→ **Source passage**
>> start

Mr. Ledyard below is responding in this
thread in the AikiWeb Forums wherein someone asked about the
supposed quote from the founder which stated that "Aikido is 99%
atemi." Some people responded in the thread that atemi is, basically,
unnecessary in aikido. The below is Mr. Ledyard's response. Please
be sure to read the original
thread for the full context.
We can clearly see that there is a wide gap of understanding which I
do not see closing as Aikido goes forward in its development.
People do Aikido for a variety of reasons. There are many people who
are not in this lifetime going to be martial artists. They are not
interested in that side of the art. Rather they are interested in
pursuing the movement side, the energy side, the side which serves as
a model for conflict resolution. In some cases they simply like to
have a community of like minded people with whom they can do an
I have no problem whatever with that. Your practice must be a
reflection of who you are and who you'd like to be. When people are
straight with themselves and others and state that they simply aren't
interested in the martial side of Aikido they are free to proceed
without any criticism from me.
But there are people who have spent many years attempting to maintain
the side of the art which manifests the principles of Budo. The art as
it was presented to me was both a vital spiritual practice and a
martial art. It is a matter of importance to me that people not
misunderstand the nature of what they are doing.
There are many of us who look at what passes for Aikido as nothing
more than an art of "wishful thinking". I have seen people fly into
the air when the nage was ten feet away. I have done techniques on an
uke that sent them flying across the room with a flick of my wrist
fully knowing that that same technique would have had no effect
whatever on one of my own students. I regularly get on the mat with
people whose strikes are designed to do anything except hit the
defender. I watched once as Ikeda Sensei refused to move until the uke
really struck him. That uke could not get himself to do the
strike. Repeatedly he diverted the strike at the last second.
All of these people had the notion that they were doing a martial
art. But what was going on had nothing to do with Budo. The Founders
of the modern martial arts wanted to preserve those aspects of the
martial arts which they could see developed by deep training in the
martial arts. They recognized that the primary purpose of training was
not combat any more, modern technology made that irrelevant. Yet they
did see that there were lessons which Budo training did provide and
they did not wish to see those disappear.
Aikido is precisely one of those arts. The Founder was quite specific
about not wanting Aikido to be sportified. The training he gave his
students was of the most strenuous kind. He certainly did not view his
art as a form of non-martial dance that had no application.
When the art is toned down to the point where there is no longer any
reality in the training the lessons of Budo are absent. So when there
are discussions in which it is apparent that well intentioned people
make statements about Aikido that are quite simply not accurate it
does bring out a response.
This is not just a matter of opinion. Spirituality, philosophy,
technical variation, are largely matters of personal
preference. Martial application is not. You can either do it or you
can't. In the old days in Japan, if you set yourself up as a teacher
you could expect that someone would show up on your doorstep to see if
you could walk your talk. If you couldn't, your students were apt to
go down the street.
Those days are gone. So all that is left is the application of common
sense, the desire to gain as much knowledge as possible, and a
commitment to truth in your own training. You have to ask for the
partners who will strike you if they can, the ones who will stop your
technique when you make an error, ones who can reverse you when they
get the opening.

>> end

→ **Data block**
>> start

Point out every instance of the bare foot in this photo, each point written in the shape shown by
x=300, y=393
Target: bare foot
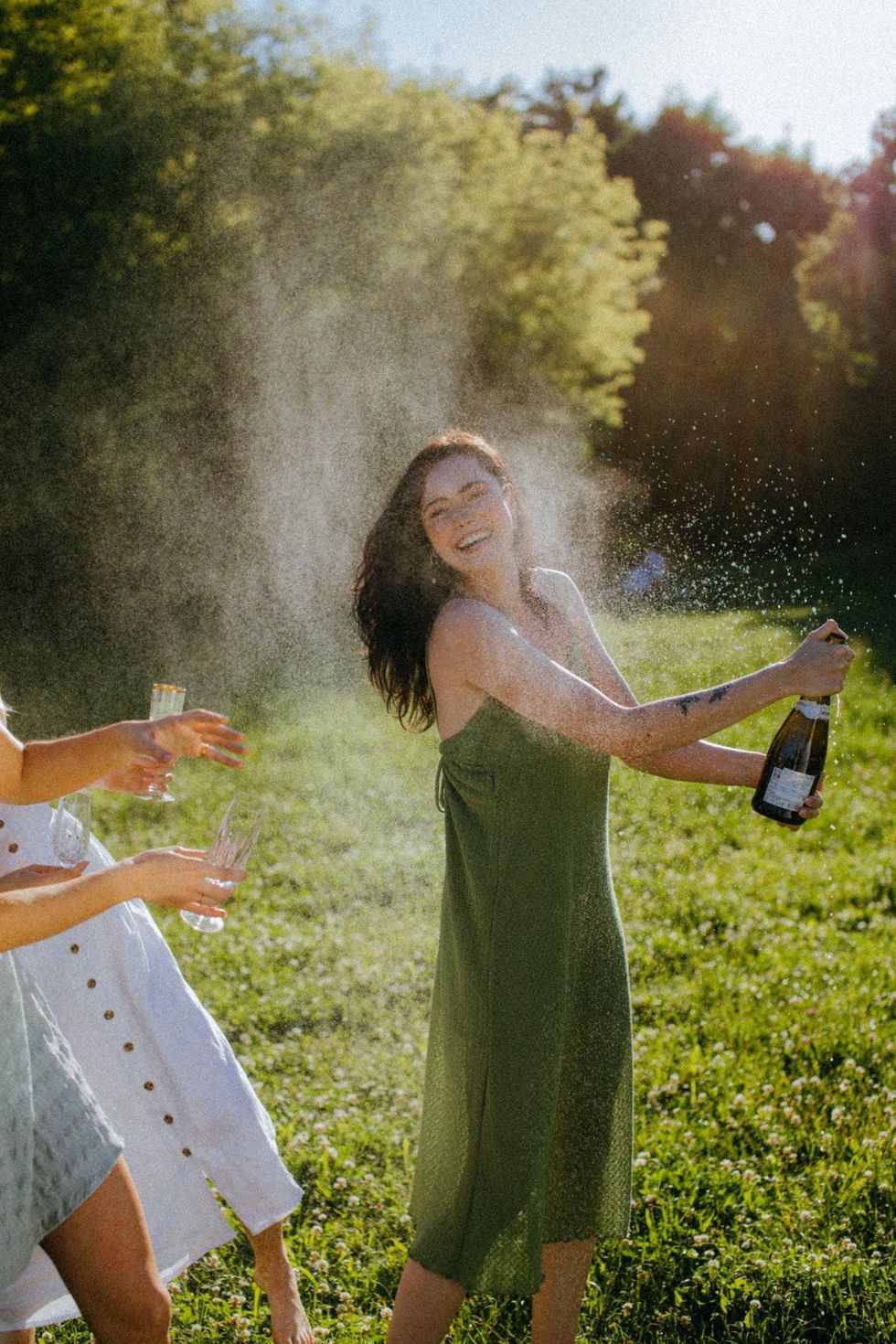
x=277, y=1280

>> end

→ **Goal**
Answer these questions from the Aikido forum passage:
(a) What supposed quote from the founder had someone asked about in the thread?
(b) What was the Founder quite specific about not wanting for Aikido?
(c) In the old days in Japan, what were a teacher's students apt to do if the teacher couldn't walk the talk?

→ **Result of the task**
(a) "Aikido is 99% atemi."
(b) He did not want Aikido to be sportified.
(c) They were apt to go down the street.